## start Records supplied

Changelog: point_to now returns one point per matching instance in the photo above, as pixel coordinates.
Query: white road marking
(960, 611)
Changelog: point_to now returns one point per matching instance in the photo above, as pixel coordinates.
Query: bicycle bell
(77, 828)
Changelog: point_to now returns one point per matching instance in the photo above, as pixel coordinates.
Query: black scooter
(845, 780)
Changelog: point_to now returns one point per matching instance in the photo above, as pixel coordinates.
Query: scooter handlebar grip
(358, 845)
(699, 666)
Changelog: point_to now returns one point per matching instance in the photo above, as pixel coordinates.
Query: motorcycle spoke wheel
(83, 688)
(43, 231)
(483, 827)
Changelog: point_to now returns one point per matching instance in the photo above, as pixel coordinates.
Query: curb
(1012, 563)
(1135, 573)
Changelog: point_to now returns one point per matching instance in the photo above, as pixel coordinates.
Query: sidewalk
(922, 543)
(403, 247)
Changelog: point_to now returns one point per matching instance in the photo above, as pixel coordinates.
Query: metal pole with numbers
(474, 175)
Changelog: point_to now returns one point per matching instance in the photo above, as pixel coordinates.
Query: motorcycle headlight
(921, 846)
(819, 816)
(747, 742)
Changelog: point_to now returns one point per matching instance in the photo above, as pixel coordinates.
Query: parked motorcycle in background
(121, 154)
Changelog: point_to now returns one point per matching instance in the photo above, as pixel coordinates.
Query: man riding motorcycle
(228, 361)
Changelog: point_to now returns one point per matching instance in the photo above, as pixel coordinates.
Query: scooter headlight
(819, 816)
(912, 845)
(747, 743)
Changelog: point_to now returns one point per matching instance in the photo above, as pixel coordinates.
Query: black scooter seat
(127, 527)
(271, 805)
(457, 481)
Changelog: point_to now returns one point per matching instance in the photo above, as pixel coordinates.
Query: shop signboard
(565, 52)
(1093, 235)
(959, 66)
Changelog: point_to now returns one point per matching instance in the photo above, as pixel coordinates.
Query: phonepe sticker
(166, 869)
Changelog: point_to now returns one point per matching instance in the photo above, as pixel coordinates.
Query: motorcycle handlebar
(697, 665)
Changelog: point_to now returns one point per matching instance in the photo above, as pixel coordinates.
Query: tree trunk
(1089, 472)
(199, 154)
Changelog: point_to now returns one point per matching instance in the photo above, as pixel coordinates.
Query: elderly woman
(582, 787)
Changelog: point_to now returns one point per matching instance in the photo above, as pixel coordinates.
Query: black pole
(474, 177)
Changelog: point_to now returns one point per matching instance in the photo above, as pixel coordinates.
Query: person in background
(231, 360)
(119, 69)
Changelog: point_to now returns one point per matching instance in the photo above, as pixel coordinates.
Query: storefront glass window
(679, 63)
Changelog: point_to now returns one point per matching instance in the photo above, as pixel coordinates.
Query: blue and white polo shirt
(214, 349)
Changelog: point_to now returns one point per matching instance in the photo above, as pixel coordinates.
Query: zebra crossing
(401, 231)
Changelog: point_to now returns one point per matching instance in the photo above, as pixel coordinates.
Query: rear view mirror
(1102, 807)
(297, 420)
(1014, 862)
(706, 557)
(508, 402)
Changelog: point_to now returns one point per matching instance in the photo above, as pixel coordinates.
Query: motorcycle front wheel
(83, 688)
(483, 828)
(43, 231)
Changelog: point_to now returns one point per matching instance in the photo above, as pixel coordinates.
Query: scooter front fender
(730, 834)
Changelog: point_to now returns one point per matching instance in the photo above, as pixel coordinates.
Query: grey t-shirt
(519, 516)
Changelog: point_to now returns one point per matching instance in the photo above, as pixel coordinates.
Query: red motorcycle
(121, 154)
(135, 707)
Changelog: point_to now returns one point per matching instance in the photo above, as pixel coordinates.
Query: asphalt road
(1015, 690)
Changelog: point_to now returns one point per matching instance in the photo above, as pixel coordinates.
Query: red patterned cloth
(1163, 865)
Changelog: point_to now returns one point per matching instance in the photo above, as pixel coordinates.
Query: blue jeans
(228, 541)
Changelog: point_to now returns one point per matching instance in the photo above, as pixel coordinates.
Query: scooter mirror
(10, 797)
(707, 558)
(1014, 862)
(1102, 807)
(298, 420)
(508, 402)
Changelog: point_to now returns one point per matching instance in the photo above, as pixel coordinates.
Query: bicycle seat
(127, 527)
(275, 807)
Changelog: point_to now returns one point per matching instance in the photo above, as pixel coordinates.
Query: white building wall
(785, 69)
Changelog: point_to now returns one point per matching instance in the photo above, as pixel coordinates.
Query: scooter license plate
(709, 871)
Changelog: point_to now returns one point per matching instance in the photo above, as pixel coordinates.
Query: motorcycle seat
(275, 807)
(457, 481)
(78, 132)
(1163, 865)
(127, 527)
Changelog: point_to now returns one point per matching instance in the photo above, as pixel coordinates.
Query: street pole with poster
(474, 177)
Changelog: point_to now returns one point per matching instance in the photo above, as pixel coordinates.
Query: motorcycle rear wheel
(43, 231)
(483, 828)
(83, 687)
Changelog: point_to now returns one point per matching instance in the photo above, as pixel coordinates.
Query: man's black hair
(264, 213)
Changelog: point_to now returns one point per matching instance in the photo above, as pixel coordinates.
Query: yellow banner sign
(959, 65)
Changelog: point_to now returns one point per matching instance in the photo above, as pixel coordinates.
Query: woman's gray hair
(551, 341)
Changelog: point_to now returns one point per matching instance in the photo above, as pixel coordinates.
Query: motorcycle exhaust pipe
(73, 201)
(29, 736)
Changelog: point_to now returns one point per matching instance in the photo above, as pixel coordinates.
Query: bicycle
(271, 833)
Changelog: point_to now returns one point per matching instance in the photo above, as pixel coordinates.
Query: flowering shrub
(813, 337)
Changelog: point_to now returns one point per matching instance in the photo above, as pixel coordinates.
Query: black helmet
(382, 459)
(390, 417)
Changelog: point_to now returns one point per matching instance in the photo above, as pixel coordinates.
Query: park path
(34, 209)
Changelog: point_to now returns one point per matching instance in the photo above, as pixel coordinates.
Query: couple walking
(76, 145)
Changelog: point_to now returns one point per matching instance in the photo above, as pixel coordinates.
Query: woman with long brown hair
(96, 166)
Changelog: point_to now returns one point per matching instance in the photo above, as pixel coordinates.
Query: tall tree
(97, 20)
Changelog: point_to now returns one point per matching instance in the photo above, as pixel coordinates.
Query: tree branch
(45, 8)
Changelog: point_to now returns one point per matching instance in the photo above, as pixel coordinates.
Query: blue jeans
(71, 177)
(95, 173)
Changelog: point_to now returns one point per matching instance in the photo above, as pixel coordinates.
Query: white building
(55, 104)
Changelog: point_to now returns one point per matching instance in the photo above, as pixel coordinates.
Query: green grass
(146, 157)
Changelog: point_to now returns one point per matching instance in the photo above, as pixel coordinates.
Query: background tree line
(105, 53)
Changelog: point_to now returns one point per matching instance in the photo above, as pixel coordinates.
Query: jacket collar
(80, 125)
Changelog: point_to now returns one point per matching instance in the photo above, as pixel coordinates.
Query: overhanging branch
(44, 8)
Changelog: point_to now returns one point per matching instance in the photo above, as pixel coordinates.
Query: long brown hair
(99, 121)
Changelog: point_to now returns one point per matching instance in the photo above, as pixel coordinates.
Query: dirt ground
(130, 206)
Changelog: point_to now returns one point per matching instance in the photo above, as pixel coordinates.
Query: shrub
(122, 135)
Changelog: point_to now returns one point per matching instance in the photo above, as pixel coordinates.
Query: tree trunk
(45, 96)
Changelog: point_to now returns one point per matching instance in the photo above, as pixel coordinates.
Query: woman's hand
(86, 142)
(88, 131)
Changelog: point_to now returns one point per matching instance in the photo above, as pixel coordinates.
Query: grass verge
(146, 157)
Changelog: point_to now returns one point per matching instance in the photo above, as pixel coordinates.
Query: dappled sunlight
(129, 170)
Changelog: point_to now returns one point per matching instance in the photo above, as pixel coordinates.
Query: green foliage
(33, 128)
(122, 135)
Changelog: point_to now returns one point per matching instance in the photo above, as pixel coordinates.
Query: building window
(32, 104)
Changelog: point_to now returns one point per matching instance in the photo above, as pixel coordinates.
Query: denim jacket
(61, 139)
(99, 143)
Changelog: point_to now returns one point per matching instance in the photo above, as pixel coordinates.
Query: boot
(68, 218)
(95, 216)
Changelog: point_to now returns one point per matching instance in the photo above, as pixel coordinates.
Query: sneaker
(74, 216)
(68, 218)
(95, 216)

## end Records supplied

Render the items from the start through the line containing "(1135, 573)" as a two-column CSV headed item_text and answer, with one row per item. Put each item's text and its answer in a single quoted field, replacing line breaks with spaces.

item_text,answer
"Changelog: point_to now returns one point per matching instance in the photo above, as pixel coordinates. Query: white road marking","(960, 611)"
"Changelog: point_to now returns one point per matching instance in the photo above, as pixel coordinates. Query: bicycle bell","(77, 828)"
"Changelog: point_to now returns one point per matching instance in the photo above, as pixel coordinates. Query: black scooter","(845, 780)"
"Changelog: point_to now returns one point per matching instance in the photo above, as pixel coordinates. Query: scooter handlebar grip","(358, 845) (699, 666)"
"Changelog: point_to now returns one point per matching instance in the photo above, as pixel coordinates. Query: motorcycle spoke wheel","(83, 688) (43, 231) (483, 827)"
"Changelog: point_to now returns one point per matching instance in the photo above, as pixel coordinates. Query: curb","(1012, 563) (1135, 573)"